Exercise brief: Reproduce the records line for line, from the start of the records through the line containing "point(486, 473)", with both ends included.

Information provided:
%%

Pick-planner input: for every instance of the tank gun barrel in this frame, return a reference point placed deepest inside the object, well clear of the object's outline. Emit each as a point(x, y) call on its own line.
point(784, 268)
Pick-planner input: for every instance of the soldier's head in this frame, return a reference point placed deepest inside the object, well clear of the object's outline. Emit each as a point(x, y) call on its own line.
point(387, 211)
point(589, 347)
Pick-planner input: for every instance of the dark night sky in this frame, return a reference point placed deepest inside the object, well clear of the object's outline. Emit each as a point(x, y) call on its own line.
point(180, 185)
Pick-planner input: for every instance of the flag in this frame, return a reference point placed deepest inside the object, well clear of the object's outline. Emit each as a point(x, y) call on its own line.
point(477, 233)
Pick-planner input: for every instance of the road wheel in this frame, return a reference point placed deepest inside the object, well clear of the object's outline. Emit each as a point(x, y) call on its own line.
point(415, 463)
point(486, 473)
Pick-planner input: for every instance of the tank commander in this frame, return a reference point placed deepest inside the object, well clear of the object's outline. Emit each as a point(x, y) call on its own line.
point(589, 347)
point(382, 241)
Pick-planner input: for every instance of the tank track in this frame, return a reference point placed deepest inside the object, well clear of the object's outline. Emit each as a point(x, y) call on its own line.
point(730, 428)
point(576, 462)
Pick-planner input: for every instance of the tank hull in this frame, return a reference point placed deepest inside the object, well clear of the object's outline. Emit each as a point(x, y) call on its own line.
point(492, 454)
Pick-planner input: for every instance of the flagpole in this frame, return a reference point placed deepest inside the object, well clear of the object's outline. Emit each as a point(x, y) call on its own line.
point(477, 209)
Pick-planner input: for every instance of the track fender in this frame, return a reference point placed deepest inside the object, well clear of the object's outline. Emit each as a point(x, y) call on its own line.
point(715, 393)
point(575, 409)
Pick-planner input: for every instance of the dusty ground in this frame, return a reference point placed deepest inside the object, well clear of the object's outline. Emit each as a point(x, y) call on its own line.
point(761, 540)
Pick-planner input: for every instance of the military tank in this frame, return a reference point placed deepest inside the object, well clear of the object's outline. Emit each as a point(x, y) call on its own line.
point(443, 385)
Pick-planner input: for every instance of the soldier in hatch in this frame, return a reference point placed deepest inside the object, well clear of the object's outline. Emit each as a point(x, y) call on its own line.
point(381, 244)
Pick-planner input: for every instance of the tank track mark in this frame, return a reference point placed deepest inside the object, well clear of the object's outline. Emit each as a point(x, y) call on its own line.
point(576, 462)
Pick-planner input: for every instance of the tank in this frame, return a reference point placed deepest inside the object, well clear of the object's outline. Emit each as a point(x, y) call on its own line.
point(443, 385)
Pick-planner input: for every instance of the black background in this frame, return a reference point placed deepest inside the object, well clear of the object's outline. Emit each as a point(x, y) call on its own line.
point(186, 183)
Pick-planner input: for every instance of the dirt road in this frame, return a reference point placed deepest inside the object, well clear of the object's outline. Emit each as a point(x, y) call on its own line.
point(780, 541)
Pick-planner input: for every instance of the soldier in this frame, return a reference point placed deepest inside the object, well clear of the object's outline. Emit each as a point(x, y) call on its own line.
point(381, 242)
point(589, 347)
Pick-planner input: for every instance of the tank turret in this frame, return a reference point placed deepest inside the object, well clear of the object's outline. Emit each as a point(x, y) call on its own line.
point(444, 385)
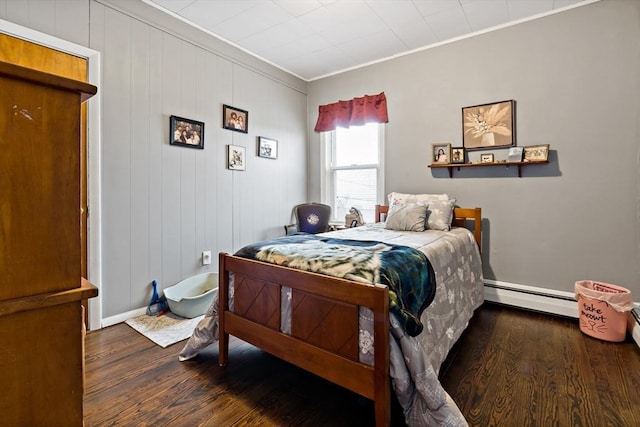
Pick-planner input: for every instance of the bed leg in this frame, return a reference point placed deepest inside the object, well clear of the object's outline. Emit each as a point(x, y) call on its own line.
point(383, 413)
point(223, 307)
point(223, 349)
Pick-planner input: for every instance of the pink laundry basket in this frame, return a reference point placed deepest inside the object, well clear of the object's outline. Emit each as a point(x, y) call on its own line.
point(603, 309)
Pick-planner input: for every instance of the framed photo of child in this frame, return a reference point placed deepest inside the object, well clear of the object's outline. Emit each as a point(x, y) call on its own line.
point(441, 153)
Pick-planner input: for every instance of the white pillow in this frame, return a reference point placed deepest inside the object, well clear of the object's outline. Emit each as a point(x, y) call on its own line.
point(440, 214)
point(396, 199)
point(409, 217)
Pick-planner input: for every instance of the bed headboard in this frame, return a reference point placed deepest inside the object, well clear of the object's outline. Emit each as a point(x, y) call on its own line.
point(460, 218)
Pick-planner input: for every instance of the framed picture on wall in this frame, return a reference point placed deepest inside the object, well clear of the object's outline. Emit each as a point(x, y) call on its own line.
point(457, 155)
point(236, 159)
point(235, 119)
point(441, 152)
point(486, 158)
point(489, 125)
point(267, 147)
point(186, 132)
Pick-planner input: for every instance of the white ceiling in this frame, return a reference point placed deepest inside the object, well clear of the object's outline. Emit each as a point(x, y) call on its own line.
point(316, 38)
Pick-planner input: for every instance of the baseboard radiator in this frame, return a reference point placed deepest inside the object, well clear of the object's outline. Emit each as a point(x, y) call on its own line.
point(546, 301)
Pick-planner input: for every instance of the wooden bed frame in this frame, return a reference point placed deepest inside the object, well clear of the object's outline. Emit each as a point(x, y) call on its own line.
point(324, 320)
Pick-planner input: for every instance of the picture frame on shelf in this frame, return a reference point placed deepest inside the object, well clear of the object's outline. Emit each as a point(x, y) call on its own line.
point(235, 119)
point(441, 153)
point(536, 153)
point(457, 155)
point(236, 158)
point(489, 125)
point(267, 148)
point(486, 158)
point(186, 132)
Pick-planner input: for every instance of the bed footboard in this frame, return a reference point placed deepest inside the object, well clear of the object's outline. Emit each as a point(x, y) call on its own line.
point(324, 324)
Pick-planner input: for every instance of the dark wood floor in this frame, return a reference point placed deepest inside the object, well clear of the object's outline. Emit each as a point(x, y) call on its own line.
point(510, 368)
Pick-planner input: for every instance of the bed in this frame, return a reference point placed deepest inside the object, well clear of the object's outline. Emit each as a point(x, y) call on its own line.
point(343, 330)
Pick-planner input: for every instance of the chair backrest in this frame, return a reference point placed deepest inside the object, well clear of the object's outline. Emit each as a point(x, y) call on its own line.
point(313, 217)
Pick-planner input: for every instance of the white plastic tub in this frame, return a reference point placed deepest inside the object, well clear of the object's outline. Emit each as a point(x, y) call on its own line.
point(191, 297)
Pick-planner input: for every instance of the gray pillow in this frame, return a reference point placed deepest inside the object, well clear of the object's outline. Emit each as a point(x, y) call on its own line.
point(440, 214)
point(409, 217)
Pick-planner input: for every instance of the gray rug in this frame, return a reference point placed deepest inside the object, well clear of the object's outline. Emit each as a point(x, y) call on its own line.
point(164, 330)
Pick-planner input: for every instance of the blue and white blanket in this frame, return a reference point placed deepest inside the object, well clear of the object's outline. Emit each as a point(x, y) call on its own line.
point(406, 271)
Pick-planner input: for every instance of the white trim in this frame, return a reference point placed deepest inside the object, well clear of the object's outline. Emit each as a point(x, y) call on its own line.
point(448, 41)
point(94, 185)
point(546, 301)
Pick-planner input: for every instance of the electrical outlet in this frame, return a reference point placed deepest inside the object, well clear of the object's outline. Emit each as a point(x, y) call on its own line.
point(206, 257)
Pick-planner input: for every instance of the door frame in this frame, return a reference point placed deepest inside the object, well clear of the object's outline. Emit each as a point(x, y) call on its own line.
point(94, 162)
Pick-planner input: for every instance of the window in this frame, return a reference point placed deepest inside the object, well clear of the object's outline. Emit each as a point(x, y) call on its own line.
point(353, 174)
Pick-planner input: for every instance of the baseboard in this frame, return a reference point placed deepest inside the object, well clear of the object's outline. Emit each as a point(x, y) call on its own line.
point(527, 297)
point(113, 320)
point(546, 301)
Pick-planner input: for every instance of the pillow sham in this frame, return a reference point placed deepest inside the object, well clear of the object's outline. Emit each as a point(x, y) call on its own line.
point(396, 199)
point(409, 217)
point(440, 214)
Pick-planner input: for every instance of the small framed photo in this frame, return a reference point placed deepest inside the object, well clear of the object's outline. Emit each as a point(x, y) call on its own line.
point(486, 158)
point(536, 153)
point(515, 154)
point(186, 132)
point(236, 159)
point(235, 119)
point(267, 147)
point(489, 125)
point(457, 155)
point(441, 152)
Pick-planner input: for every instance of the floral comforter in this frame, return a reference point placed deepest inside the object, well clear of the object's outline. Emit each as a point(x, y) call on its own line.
point(415, 361)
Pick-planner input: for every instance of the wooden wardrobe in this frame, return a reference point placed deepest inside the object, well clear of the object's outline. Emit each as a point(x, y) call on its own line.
point(41, 289)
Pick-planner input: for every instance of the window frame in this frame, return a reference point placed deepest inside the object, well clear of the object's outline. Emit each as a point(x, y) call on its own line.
point(328, 169)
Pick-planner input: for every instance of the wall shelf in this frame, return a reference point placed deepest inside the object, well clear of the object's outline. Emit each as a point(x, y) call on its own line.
point(452, 166)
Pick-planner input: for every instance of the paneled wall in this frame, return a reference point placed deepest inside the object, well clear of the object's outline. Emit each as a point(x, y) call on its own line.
point(163, 205)
point(574, 76)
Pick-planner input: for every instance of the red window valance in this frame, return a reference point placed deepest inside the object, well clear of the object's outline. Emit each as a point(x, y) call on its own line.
point(358, 111)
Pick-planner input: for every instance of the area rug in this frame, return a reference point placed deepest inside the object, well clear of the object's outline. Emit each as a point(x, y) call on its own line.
point(166, 329)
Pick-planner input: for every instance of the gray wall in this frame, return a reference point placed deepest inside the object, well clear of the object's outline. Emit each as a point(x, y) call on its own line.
point(163, 205)
point(574, 76)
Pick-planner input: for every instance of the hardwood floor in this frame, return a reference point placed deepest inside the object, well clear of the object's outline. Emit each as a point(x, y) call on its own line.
point(510, 368)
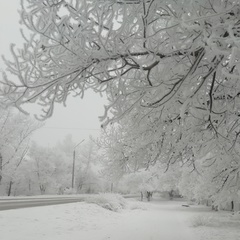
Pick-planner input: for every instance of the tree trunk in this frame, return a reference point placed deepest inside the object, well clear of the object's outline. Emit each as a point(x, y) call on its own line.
point(10, 188)
point(1, 163)
point(141, 196)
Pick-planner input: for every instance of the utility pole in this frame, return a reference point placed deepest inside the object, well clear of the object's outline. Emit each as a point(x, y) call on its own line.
point(74, 157)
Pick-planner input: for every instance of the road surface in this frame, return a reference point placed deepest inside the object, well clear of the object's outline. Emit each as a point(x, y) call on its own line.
point(15, 203)
point(159, 221)
point(26, 202)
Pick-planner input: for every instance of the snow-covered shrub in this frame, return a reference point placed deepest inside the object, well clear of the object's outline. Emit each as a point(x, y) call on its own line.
point(70, 191)
point(113, 202)
point(134, 205)
point(202, 220)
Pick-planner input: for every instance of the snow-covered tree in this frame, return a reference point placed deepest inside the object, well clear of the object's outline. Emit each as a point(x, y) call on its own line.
point(170, 67)
point(15, 133)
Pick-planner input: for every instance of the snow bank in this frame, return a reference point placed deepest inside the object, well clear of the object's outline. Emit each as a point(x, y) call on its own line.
point(113, 202)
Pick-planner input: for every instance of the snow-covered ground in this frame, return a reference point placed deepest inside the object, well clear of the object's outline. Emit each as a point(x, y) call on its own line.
point(167, 220)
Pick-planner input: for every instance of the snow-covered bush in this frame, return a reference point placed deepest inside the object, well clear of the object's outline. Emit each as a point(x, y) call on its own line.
point(70, 191)
point(202, 220)
point(113, 202)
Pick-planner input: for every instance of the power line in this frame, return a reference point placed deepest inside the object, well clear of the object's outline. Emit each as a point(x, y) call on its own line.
point(72, 128)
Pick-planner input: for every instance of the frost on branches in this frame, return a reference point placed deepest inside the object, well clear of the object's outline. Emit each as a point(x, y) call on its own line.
point(170, 67)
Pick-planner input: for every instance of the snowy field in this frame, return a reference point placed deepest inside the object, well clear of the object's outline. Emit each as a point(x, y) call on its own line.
point(166, 220)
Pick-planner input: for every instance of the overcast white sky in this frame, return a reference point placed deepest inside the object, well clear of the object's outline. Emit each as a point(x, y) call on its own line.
point(79, 118)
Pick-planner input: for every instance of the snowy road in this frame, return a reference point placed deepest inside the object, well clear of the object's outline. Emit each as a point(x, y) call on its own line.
point(163, 220)
point(82, 221)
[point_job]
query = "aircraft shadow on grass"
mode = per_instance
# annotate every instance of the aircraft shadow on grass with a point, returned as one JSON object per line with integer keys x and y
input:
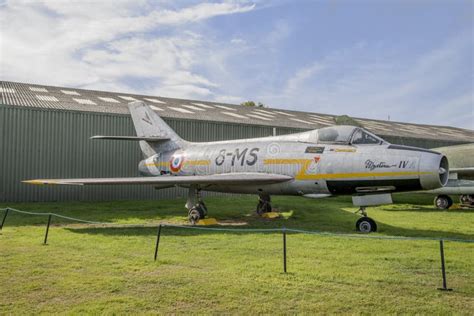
{"x": 339, "y": 221}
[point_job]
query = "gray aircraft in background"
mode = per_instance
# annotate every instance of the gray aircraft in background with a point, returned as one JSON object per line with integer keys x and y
{"x": 338, "y": 160}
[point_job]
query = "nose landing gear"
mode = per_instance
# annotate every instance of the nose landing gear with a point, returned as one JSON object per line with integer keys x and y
{"x": 365, "y": 224}
{"x": 263, "y": 205}
{"x": 197, "y": 210}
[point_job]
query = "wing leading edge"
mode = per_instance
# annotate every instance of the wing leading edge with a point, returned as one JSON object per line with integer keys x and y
{"x": 223, "y": 179}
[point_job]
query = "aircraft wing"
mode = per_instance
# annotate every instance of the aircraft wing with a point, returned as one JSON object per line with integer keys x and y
{"x": 223, "y": 179}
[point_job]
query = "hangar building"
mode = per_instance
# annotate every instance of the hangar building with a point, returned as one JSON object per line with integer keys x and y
{"x": 45, "y": 130}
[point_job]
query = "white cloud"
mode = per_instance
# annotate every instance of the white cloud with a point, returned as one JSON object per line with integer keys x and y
{"x": 430, "y": 88}
{"x": 102, "y": 44}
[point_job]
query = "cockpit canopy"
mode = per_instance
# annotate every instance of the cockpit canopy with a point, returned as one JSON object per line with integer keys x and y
{"x": 343, "y": 134}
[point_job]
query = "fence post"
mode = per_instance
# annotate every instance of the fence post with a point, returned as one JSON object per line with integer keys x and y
{"x": 4, "y": 218}
{"x": 47, "y": 230}
{"x": 443, "y": 267}
{"x": 157, "y": 241}
{"x": 284, "y": 249}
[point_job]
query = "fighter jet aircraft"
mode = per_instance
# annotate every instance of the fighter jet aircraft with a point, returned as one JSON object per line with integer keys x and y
{"x": 338, "y": 160}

%%

Response below:
Pick-planner input: for every instance of the tank gun barrel in this frame, return a reference point placed deepest inside the object, well clear of the object's outline. Emit each as a point(x, y) call on its own line.
point(784, 268)
Pick-planner input: for every instance of the soldier's head in this frame, return a reference point placed deepest inside the object, well clear of the object's outline. Emit each as a point(x, y) call on its own line.
point(387, 211)
point(589, 347)
Pick-planner input: for every instance of the dark night sky in this frame, return a reference point placed deepest inside the object, well clear of the object's outline. Emit each as a point(x, y) call on its own line.
point(180, 185)
Pick-planner input: for every instance of the flag in this frame, return a reference point placed deepest inside the object, well clear of the object's outline. Emit each as a point(x, y) call on its own line.
point(477, 233)
Pick-planner input: for every instance of the road wheel in this frame, return a reference point placed deepest inside the object, well clear of the object's outline. Emit each as a point(x, y) call on its own line.
point(415, 463)
point(486, 473)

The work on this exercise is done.